Hinab ins Seengebiet in die Stadt Biel/Bienne. Die bekannte Uhrenstadt (Rolex !, Swatch Group) liegt auf der französisch-deutschen Sprachgrenze man unterhält sich mitunter im Wechsel beider Sprachen und die amtlichen Dokumente sind zweisprachig. Wir haben noch etwas Zeit für einen Spaziergang durch Altstadt Biel. Sie ist eine der besterhaltenen Europas. Prächtige Bürgerhäuser mit Erkern, kleine Geschäfte und Restaurants fügen sich sanft in die historischen Gassen ein. Der spätgotischen Stadtkirche, Zunfthäuser und verzierte Brunnen gehören zum Stadtbild.

VORLIEGENDE ANGABEN —

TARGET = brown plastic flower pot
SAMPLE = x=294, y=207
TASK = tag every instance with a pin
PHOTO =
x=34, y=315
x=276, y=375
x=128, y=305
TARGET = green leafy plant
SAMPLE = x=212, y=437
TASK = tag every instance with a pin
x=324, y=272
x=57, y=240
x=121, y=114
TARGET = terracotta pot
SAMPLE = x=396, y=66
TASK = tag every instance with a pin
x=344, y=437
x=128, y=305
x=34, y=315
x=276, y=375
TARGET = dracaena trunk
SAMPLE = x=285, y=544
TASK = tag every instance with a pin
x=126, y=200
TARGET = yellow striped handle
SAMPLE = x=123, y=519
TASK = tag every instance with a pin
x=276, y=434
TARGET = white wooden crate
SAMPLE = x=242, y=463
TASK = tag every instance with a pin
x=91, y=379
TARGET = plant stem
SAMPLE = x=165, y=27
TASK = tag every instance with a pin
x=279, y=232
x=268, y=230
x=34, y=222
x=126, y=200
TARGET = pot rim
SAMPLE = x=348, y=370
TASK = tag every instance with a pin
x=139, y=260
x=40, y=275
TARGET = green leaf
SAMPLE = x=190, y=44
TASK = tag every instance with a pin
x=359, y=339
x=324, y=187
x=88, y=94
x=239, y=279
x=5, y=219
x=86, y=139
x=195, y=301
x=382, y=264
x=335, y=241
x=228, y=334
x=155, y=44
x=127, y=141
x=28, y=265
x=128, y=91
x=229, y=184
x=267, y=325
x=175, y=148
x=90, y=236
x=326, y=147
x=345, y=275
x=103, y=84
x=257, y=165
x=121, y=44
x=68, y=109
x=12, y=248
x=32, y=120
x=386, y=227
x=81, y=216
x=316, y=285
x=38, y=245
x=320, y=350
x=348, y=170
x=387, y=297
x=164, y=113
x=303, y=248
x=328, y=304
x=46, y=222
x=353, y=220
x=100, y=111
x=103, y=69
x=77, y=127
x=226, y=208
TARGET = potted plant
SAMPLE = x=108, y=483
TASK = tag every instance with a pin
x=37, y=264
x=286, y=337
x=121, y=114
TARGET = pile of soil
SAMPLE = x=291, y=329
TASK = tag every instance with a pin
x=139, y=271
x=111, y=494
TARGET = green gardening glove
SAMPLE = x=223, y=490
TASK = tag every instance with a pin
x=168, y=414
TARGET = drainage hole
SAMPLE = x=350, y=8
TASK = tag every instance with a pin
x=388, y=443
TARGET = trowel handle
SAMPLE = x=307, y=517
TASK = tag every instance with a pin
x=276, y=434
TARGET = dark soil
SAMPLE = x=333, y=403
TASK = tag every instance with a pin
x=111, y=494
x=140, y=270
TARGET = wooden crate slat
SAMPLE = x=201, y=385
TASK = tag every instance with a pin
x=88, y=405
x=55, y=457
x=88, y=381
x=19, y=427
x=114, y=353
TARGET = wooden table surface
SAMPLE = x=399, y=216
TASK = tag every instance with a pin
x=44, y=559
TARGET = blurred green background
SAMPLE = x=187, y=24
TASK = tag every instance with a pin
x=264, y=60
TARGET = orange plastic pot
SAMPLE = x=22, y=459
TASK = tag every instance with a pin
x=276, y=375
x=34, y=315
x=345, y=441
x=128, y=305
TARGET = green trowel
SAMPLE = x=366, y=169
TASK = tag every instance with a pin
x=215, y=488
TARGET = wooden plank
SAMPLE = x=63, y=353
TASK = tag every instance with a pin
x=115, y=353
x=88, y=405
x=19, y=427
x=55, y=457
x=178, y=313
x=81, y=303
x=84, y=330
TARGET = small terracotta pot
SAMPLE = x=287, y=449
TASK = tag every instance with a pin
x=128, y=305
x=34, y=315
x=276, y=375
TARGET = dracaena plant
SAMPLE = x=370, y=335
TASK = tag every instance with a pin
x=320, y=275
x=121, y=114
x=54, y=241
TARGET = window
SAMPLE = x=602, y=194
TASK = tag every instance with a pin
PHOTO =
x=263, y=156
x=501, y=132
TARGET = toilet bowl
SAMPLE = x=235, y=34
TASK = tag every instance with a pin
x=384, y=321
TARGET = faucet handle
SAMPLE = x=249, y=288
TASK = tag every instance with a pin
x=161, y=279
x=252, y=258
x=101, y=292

DIE AUFGABEN —
1. Welche Firmen nennt der Text über Biel in Klammern hinter dem Wort „Uhrenstadt“?
2. Schreib den Text über Biel ab seinem letzten Satz weiter.

ERGEBNISSE JE AUFGABE —
1. Rolex und die Swatch Group.

2.
Mit einem Schiff fahren wir über die gesamte Länge des Bielersees. Das Schiff hält am Weinort Ligerz und an der Petersinsel. Hier verbachte Jean-Jacques Rousseau 1765, wie er sagte, die glücklichste Zeit seines Lebens, bis ihn der Berner Geheime Rat auswies. Wir landen in La Neuville, einem reizenden Dörfchen und besuchen eine Weiprobierstube. Die Schweiz ist, was nur wenig wissen, ein bedeutender Weinproduzent. Das wissen aber alle Schweizer und trinken ihren Wein lieber selbst, es kommen kaum Flaschen in ausländische Regale. Nach 5 Weinproben verstehen wir die Schweizer. Der Hobby-Weinbauer erklärt mit viel Witz viel Wissenswertes um den Wein. Und er hat gar nicht, wie mitunter bei Verkostungen, das übliche Verkäufergesicht, sein Wein ist schon fast wieder ausverkauft.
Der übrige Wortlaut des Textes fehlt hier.